| Description of the task |
Repeat the entire listing exactly as written.

........

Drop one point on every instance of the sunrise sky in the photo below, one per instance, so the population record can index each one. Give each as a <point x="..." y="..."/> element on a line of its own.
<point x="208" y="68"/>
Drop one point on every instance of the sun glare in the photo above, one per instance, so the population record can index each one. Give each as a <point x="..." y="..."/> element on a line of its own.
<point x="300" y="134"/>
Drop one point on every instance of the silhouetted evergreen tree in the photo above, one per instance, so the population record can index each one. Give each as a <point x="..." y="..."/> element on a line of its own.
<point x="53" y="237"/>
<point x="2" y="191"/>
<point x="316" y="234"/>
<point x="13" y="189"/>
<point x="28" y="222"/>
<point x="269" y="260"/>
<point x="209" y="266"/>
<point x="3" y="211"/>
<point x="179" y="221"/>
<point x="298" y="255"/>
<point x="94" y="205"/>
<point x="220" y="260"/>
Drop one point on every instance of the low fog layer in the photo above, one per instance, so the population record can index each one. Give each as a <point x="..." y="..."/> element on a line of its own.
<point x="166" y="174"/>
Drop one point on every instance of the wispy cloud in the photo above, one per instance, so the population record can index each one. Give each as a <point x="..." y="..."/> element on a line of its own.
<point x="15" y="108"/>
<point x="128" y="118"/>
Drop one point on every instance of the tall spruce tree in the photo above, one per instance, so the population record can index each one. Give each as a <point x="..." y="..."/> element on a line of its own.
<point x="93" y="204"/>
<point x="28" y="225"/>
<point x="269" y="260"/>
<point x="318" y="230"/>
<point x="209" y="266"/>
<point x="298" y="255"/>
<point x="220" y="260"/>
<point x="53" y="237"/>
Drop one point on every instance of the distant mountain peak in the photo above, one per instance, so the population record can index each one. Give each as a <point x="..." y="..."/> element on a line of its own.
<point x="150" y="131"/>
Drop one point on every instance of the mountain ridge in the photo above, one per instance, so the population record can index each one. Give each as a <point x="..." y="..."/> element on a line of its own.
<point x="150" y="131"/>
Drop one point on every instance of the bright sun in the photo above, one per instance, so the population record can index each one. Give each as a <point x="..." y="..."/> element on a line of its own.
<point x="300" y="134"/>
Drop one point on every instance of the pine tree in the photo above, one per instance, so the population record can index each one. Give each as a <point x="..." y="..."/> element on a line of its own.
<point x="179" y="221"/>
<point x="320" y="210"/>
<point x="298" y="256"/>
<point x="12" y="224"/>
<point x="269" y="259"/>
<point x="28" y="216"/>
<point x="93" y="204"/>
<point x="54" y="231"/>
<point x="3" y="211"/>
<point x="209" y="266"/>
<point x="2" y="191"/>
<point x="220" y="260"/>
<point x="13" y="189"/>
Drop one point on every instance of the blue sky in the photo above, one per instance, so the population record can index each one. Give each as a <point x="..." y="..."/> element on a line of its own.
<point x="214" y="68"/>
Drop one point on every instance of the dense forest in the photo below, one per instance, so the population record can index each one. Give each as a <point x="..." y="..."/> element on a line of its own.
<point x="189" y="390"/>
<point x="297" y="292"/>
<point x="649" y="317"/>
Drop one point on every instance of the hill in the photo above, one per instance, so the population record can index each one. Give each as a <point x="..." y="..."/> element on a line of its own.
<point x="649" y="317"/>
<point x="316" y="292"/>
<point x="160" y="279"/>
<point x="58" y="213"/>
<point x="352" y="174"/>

........

| Solution below |
Drop one point on every instance of the sunrise sky in the photo below, one per instance, so the population record can index each one. Give each as a <point x="..." y="..."/> element on a line of its own.
<point x="208" y="68"/>
Drop one point on every instance of the sun glare in the photo above, one per instance, so the population record can index each one. Give each as a <point x="..." y="..."/> element on a line of its own.
<point x="300" y="134"/>
Drop one point on every instance of the silhouetted evergreen tree in the photo above, one per instance, so the population record can index each one. Give each as a <point x="..." y="..."/> element on a line of its own.
<point x="53" y="237"/>
<point x="2" y="191"/>
<point x="316" y="234"/>
<point x="13" y="189"/>
<point x="28" y="222"/>
<point x="269" y="260"/>
<point x="209" y="266"/>
<point x="3" y="211"/>
<point x="179" y="221"/>
<point x="298" y="255"/>
<point x="94" y="205"/>
<point x="220" y="260"/>
Drop one point on every instance of the low fog layer in the photo above, one per instance, so the population record can index each one. Give each as a <point x="..." y="..."/> element on a line of its own.
<point x="166" y="174"/>
Drop one point on every instance of the wispy cloud in the photo above, one per instance, so the population record can index each one. Give each as a <point x="..." y="..."/> element on a line of its own.
<point x="15" y="108"/>
<point x="128" y="118"/>
Drop one point on every instance of the tall spruce tree in the photo above, one per instance, so the population record can index each one. Give each as a <point x="..." y="..."/> element on a line of its own.
<point x="93" y="204"/>
<point x="28" y="225"/>
<point x="269" y="260"/>
<point x="318" y="230"/>
<point x="209" y="266"/>
<point x="298" y="255"/>
<point x="220" y="260"/>
<point x="53" y="237"/>
Drop one point on every instance of the distant mountain peak in the photo above, one per instance, so the population record can index each one. Give each as a <point x="..." y="..."/> element on a line of its own.
<point x="150" y="131"/>
Drop one point on every instance of the mountain ridge in the photo above, one per instance, so the population record can index each one. Give each as a <point x="..." y="..."/> element on a line of its own.
<point x="150" y="131"/>
Drop one point on every instance of the bright sun in the photo above, one per instance, so the population record can index each one. Give each as a <point x="..." y="..."/> element on a line of its own.
<point x="300" y="134"/>
Drop one point on every instance of the pine tree in the photo above, one per instance, so the population record can index each one. Give each as a <point x="..." y="..."/> element on a line of its own.
<point x="179" y="221"/>
<point x="320" y="210"/>
<point x="298" y="256"/>
<point x="12" y="224"/>
<point x="269" y="259"/>
<point x="28" y="216"/>
<point x="93" y="204"/>
<point x="54" y="231"/>
<point x="3" y="211"/>
<point x="209" y="266"/>
<point x="2" y="191"/>
<point x="220" y="260"/>
<point x="13" y="189"/>
Drop one point on every instance of the blue sky in the photo above, one per instance, so the population record can index each one. Give each as a <point x="..." y="..."/> element on a line of its own.
<point x="214" y="68"/>
Drop one point on every instance of the dense forest in the photo below, one per instance, so the population record can index each one. Give each as a <point x="..." y="..."/> element on a line of its own.
<point x="189" y="390"/>
<point x="297" y="292"/>
<point x="649" y="317"/>
Drop one point on every instance of the hill in the photo above, one per instance, so the population record can index each one. Give each as a <point x="..." y="..."/> element on a line of its own.
<point x="649" y="317"/>
<point x="316" y="292"/>
<point x="160" y="279"/>
<point x="58" y="213"/>
<point x="352" y="174"/>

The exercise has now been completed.